Instruction >> Convert the items below into a two-column CSV with the header text,answer, beginning at the line that contains "glove and record integer pixel coordinates." and stopping after the line that contains "(1102, 350)". Each item gets one row, with its text and its answer each in a single quoted field and any line breaks replaced by spaces.

Data extract >>
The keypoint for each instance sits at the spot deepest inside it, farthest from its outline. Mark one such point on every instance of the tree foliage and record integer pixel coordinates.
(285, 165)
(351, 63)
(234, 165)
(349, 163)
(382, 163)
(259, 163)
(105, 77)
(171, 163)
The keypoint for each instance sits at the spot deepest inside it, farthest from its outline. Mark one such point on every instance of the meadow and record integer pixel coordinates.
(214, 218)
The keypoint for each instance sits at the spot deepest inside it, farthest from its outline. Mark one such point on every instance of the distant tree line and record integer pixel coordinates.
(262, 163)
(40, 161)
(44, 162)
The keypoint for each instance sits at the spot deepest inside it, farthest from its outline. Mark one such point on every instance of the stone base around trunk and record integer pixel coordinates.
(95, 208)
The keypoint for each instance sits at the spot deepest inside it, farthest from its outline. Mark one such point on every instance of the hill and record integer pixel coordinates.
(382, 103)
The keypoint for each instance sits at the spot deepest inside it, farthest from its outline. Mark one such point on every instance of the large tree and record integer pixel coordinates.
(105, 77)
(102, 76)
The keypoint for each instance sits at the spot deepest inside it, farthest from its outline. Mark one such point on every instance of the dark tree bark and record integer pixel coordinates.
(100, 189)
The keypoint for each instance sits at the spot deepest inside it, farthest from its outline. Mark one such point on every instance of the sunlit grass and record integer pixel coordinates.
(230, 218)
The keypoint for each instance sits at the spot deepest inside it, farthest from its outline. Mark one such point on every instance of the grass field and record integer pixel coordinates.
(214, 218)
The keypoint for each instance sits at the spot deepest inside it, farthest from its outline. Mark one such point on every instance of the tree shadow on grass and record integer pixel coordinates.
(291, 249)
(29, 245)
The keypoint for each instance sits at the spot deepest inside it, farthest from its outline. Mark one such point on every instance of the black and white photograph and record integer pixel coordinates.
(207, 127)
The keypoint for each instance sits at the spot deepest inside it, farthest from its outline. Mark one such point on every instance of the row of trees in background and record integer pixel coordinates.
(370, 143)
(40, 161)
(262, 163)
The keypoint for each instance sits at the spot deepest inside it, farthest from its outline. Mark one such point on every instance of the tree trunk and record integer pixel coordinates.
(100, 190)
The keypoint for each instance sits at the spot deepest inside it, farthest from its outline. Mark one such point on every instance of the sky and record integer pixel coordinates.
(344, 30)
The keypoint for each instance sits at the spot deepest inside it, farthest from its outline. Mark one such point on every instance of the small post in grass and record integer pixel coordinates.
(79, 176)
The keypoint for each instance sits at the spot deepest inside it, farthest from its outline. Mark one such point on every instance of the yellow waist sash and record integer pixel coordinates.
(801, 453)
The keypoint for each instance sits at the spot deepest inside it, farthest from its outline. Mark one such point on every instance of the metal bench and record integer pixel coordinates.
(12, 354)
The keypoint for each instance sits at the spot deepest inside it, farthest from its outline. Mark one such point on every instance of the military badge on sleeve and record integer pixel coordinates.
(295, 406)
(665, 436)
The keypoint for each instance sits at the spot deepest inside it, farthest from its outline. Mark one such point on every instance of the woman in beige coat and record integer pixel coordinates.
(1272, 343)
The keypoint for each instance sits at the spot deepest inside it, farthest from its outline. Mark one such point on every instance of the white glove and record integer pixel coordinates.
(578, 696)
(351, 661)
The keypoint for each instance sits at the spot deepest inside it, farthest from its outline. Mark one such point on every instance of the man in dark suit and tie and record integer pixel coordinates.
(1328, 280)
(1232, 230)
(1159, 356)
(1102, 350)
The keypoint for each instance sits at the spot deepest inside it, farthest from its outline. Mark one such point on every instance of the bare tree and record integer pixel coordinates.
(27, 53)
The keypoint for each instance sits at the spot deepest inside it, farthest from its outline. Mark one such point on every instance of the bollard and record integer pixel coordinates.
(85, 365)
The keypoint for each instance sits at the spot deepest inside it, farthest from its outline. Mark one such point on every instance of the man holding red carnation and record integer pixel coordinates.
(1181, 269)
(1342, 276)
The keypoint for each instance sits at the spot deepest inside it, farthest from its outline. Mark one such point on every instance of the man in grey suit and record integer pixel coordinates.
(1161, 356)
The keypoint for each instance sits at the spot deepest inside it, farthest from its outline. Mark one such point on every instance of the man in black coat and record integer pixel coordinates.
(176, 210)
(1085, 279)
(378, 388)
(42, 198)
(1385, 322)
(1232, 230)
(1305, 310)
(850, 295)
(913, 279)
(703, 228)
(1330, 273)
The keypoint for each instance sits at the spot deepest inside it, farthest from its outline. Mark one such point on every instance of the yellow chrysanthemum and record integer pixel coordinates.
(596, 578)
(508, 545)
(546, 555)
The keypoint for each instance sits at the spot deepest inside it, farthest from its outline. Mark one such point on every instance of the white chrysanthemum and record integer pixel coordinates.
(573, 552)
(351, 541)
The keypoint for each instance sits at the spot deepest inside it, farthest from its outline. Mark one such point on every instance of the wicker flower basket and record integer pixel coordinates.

Final result >>
text,answer
"The keypoint for each instance sits at the spot deepest inside it, farthest from its outline. Mark one such point on every instance of the white glove and record integer pixel coordinates.","(578, 696) (351, 661)"
"The keypoint for each instance sits at the spot deepest inside it, farthest from its outline. Mark one such point on every instance of the man in dark suit and tie and record integer pixel coordinates.","(1328, 280) (1232, 230) (1159, 356) (1102, 350)"